→ **TASK TO CARRY OUT**: How many lines in the entries below contain the string "following"? Answer with that number alone.

→ **GIVEN RECORDS**:
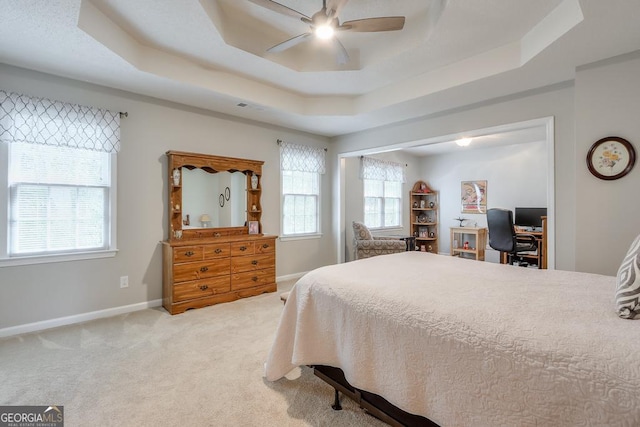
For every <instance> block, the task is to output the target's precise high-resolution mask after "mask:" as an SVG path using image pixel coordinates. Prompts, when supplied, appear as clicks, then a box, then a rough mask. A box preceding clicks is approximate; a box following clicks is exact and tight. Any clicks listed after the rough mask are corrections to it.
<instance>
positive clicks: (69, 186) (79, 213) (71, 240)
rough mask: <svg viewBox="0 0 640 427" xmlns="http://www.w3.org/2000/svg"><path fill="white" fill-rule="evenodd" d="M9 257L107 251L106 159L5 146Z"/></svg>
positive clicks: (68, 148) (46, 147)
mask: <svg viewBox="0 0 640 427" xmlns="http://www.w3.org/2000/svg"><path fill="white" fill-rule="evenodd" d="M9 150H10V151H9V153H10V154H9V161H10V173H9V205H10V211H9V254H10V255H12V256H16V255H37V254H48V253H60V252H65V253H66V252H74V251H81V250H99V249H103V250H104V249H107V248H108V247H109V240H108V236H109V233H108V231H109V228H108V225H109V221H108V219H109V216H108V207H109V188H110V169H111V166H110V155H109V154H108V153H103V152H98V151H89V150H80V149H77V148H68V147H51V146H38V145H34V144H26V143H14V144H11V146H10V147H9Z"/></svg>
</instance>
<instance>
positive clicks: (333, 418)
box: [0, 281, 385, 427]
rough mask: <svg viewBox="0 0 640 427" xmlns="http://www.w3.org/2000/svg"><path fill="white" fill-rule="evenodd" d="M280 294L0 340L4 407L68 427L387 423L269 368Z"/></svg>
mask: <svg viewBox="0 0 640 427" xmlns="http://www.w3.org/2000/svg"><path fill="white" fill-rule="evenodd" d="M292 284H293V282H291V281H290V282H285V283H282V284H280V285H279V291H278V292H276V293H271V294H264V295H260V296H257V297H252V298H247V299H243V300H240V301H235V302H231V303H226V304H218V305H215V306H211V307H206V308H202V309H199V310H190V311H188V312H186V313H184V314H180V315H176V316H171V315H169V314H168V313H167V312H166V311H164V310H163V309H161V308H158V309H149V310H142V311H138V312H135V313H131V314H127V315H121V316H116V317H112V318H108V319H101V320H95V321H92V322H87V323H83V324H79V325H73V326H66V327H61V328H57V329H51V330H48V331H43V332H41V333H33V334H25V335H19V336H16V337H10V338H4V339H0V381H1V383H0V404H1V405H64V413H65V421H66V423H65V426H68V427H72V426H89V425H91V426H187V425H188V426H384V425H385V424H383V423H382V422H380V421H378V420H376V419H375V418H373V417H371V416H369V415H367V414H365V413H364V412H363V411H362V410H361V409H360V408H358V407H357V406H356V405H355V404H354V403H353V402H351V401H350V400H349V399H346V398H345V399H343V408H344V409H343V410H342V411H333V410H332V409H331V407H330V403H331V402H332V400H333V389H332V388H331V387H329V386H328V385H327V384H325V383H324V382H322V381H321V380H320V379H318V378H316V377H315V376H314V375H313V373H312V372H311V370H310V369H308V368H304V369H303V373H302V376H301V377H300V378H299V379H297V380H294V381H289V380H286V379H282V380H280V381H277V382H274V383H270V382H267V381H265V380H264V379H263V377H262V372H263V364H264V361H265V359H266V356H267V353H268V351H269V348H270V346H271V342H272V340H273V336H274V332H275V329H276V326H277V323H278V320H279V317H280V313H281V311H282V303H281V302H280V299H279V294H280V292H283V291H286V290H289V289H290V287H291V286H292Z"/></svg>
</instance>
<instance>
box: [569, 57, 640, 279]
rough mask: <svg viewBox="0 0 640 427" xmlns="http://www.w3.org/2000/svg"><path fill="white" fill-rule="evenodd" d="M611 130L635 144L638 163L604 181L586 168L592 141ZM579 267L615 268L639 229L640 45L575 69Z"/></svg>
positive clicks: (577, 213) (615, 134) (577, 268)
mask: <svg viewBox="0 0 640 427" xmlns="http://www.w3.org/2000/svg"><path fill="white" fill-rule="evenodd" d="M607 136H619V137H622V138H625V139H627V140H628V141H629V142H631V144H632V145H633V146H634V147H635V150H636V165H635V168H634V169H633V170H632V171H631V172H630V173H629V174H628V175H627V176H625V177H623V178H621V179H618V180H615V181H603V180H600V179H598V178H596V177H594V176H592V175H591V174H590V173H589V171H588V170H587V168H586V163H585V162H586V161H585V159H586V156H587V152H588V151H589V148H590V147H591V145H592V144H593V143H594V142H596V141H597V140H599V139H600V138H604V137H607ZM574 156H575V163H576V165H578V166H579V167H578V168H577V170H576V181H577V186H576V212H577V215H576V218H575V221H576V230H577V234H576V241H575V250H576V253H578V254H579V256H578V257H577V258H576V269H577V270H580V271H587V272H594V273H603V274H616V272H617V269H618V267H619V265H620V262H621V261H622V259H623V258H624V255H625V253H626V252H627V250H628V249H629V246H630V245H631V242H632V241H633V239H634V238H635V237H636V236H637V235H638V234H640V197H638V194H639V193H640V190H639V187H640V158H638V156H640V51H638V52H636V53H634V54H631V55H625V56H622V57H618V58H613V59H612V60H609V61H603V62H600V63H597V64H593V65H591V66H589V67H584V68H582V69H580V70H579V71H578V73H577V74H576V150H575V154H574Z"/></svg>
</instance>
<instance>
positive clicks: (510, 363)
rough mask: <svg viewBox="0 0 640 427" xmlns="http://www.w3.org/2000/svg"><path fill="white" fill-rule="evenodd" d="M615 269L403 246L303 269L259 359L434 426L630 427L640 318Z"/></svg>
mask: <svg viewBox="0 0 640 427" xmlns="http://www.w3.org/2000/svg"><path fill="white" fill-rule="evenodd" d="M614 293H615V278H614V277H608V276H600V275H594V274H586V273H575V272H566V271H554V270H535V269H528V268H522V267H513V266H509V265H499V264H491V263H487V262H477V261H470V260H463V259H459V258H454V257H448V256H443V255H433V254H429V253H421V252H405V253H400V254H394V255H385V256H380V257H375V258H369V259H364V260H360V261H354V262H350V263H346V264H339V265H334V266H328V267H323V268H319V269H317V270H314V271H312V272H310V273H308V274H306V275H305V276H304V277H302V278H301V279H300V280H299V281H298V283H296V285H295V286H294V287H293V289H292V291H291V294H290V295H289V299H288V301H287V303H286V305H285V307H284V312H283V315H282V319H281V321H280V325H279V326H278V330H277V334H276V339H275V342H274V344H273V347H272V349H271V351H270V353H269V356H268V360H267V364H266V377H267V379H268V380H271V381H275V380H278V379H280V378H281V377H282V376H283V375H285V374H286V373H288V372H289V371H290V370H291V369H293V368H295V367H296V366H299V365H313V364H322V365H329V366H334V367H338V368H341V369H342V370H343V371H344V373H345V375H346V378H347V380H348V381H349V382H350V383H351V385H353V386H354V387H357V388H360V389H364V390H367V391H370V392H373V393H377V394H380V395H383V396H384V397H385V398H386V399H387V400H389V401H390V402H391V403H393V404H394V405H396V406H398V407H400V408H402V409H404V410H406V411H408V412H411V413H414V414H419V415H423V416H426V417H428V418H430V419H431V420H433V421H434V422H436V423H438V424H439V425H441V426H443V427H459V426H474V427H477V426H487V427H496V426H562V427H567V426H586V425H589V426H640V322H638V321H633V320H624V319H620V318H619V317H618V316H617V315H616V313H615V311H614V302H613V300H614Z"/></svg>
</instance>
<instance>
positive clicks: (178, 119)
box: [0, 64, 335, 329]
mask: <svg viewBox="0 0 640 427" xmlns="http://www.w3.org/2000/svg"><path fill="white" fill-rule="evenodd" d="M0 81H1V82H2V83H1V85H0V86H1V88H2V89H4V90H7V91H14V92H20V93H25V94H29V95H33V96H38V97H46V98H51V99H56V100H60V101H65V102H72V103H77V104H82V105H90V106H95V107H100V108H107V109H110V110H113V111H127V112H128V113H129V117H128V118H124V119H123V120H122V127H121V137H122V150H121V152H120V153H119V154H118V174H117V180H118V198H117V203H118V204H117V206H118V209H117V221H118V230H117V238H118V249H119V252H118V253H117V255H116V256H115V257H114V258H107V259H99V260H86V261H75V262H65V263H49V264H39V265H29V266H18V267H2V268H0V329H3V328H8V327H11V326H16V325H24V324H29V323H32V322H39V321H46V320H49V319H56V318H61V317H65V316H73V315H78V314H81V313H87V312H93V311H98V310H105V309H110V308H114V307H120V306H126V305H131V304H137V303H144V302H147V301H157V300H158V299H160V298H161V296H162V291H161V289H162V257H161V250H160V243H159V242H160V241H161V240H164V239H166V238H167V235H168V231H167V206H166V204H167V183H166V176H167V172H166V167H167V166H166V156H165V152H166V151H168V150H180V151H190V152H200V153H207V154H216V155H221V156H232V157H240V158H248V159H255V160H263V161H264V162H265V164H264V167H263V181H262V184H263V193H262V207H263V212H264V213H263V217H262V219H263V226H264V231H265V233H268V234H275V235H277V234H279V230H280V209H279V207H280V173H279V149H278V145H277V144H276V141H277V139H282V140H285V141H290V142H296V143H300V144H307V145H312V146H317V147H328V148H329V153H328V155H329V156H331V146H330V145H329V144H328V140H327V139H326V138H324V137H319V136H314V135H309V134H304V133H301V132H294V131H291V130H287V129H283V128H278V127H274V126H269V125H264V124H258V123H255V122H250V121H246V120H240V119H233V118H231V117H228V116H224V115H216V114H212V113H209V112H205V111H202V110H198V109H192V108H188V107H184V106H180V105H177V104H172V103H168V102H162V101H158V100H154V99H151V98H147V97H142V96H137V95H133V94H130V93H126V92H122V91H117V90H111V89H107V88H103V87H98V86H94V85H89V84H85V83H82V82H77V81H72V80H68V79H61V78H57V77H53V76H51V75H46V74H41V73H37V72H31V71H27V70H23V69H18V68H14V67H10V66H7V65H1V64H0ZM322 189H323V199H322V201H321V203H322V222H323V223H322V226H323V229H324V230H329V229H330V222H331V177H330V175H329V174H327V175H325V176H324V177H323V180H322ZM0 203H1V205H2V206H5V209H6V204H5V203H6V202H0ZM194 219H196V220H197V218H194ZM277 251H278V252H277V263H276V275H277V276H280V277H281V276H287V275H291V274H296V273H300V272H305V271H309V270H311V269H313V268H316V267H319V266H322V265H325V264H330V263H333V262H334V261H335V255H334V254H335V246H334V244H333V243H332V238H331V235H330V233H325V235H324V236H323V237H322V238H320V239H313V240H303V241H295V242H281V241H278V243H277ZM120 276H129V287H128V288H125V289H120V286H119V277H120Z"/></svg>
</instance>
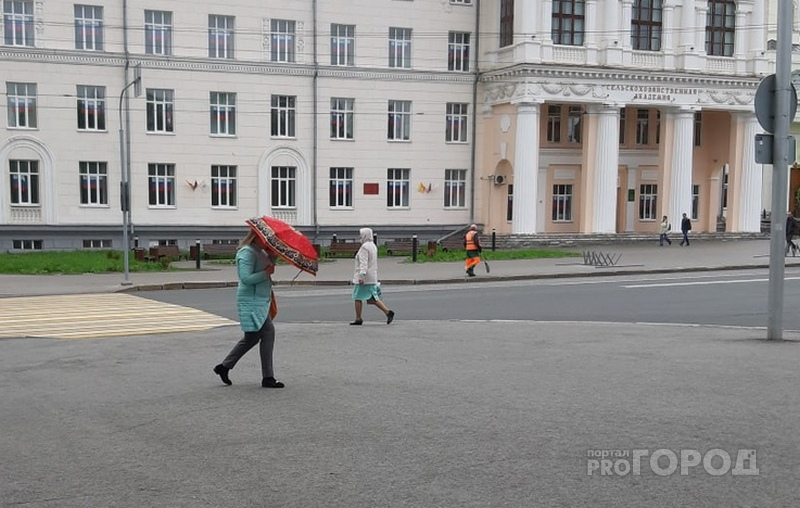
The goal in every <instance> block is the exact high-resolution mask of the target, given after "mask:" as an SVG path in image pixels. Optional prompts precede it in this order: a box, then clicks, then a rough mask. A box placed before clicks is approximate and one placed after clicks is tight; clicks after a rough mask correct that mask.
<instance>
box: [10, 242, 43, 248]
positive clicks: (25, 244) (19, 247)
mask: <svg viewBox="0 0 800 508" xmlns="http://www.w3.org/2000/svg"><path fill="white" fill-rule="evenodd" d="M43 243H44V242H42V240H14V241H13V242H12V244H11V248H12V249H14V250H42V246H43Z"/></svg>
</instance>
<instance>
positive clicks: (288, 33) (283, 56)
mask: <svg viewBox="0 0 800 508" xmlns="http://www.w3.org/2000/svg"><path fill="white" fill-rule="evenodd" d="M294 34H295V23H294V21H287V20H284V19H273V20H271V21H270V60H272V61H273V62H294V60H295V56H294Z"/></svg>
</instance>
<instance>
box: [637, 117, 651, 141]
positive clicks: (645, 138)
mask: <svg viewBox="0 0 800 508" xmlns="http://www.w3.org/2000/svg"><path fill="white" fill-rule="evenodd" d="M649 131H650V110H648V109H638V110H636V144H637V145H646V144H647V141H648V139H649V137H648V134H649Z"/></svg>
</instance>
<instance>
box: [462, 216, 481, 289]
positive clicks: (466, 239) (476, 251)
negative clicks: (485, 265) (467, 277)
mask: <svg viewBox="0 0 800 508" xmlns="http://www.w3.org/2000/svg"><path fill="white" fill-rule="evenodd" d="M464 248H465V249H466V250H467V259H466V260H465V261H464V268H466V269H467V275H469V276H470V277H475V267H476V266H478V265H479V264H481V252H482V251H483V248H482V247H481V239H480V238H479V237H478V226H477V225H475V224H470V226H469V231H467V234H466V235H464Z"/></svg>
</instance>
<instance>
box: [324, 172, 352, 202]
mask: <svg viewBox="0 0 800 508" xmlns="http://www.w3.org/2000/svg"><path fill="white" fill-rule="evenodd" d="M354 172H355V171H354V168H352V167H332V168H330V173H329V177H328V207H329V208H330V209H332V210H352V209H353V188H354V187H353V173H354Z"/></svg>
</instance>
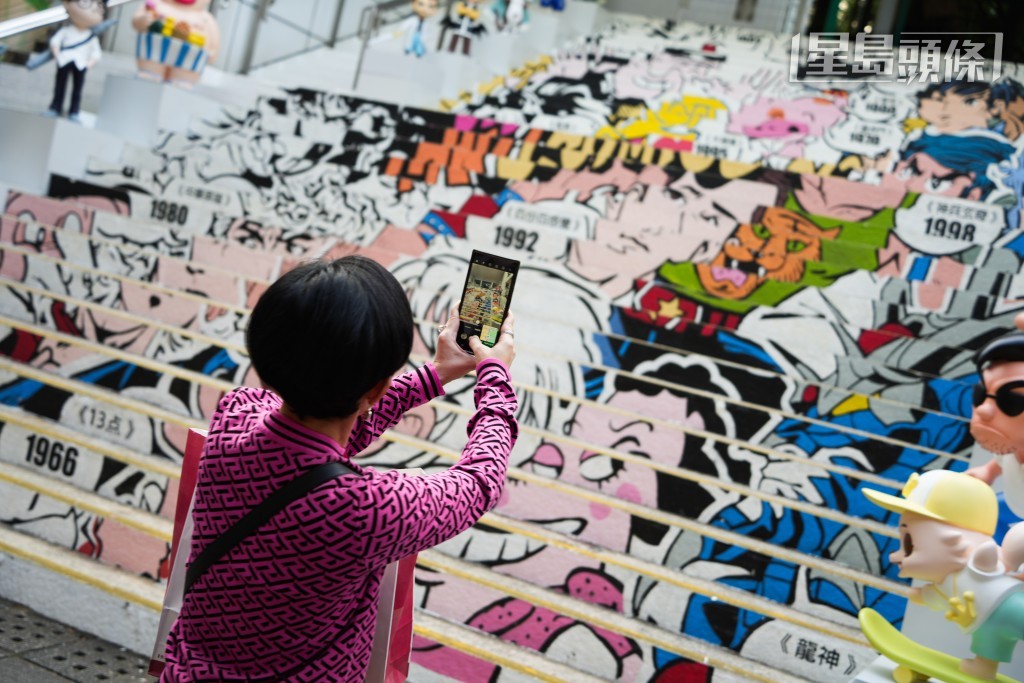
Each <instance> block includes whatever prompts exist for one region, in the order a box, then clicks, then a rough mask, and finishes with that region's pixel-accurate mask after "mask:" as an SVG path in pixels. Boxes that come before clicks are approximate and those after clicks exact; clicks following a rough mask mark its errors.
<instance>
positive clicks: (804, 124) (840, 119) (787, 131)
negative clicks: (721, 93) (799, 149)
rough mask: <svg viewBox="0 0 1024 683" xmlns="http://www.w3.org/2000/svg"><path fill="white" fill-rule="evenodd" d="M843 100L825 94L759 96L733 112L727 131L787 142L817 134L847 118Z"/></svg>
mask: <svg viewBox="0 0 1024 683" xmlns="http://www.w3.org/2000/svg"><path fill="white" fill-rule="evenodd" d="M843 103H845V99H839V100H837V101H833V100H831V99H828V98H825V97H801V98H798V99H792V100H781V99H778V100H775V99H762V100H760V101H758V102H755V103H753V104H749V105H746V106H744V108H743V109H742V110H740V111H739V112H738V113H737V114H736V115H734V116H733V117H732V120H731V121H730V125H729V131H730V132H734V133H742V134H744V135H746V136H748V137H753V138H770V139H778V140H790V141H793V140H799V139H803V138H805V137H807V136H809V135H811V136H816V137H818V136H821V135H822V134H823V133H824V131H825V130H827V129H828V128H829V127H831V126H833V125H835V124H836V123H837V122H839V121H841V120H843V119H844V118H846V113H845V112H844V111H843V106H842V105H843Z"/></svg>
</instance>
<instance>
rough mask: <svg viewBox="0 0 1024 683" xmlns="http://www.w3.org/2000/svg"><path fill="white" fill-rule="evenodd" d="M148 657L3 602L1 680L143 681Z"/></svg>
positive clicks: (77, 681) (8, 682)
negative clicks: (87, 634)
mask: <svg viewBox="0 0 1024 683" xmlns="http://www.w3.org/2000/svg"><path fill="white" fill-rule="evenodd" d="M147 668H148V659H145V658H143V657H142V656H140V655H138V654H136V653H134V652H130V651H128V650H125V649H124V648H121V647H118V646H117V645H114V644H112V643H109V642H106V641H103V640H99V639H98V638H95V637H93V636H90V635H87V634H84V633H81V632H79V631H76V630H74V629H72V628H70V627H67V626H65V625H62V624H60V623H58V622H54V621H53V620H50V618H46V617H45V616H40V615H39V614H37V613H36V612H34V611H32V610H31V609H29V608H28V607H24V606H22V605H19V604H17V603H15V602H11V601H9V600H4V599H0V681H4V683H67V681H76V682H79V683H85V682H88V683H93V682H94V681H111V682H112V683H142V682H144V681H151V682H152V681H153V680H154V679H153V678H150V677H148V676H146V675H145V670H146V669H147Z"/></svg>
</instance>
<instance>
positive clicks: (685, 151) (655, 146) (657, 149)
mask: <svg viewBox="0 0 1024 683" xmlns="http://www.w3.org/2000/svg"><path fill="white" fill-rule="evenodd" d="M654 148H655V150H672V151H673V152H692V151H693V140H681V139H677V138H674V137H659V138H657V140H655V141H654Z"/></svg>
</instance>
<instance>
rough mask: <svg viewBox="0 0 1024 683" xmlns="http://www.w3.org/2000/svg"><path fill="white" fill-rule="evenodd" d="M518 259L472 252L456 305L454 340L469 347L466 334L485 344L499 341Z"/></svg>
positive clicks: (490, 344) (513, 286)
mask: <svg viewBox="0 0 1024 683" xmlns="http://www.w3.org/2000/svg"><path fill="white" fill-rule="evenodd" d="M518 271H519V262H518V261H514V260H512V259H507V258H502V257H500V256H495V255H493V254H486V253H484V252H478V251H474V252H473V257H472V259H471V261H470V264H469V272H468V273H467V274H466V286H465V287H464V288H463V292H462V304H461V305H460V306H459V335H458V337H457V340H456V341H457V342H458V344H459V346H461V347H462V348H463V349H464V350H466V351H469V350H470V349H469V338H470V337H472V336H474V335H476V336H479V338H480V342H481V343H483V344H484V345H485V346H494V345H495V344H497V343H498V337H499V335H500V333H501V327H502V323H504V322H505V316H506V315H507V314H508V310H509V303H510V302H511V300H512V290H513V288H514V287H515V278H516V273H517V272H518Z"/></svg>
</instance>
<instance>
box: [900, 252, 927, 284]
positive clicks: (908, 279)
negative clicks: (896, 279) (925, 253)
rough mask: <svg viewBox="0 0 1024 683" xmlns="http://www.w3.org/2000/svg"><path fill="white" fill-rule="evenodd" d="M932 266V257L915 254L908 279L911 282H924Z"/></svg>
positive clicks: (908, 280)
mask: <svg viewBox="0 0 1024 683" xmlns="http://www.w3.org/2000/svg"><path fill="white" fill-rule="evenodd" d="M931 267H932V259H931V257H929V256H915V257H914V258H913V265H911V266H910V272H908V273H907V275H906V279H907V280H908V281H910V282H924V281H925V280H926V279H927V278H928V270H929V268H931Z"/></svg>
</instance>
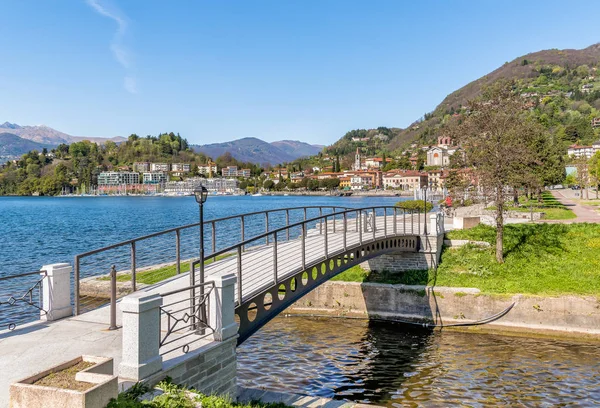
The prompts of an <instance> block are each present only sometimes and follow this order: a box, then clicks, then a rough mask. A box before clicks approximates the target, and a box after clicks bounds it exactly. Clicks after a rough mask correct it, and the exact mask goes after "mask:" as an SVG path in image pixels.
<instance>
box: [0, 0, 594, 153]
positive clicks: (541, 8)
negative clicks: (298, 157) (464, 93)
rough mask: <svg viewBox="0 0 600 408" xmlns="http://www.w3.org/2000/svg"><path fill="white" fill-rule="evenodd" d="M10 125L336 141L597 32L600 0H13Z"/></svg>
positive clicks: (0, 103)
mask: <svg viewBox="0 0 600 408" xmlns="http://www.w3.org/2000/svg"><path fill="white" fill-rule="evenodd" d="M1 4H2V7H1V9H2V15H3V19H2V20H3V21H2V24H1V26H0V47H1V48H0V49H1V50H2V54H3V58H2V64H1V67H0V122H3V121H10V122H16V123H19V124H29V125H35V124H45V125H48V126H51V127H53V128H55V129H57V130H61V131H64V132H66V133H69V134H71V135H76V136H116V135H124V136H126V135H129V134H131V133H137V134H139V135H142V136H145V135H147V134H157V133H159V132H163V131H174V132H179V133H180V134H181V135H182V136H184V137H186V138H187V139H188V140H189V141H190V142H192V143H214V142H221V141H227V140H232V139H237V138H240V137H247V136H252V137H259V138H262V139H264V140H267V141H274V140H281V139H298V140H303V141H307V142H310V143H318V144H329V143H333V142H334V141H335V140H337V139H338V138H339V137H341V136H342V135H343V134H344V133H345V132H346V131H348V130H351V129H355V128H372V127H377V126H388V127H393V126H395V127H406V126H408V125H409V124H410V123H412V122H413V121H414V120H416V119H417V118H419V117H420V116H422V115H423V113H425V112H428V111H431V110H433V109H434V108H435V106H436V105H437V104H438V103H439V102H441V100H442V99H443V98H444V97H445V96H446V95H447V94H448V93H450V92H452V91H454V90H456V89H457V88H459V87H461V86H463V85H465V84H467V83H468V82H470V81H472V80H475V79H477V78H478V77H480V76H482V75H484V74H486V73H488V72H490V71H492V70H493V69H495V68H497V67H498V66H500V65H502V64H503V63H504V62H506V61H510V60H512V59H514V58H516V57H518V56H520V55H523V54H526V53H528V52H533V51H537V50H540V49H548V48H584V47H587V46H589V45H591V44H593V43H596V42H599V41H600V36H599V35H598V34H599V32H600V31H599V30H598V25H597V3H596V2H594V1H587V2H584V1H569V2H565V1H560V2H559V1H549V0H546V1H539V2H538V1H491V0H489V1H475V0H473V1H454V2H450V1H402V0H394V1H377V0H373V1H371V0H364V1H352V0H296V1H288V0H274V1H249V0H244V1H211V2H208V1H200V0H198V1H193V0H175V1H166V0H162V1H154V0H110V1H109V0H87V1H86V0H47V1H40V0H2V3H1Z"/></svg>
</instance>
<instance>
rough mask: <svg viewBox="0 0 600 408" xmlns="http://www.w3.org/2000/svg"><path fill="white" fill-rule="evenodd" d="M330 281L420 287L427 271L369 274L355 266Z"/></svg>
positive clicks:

→ **RESPONSE BELOW**: 2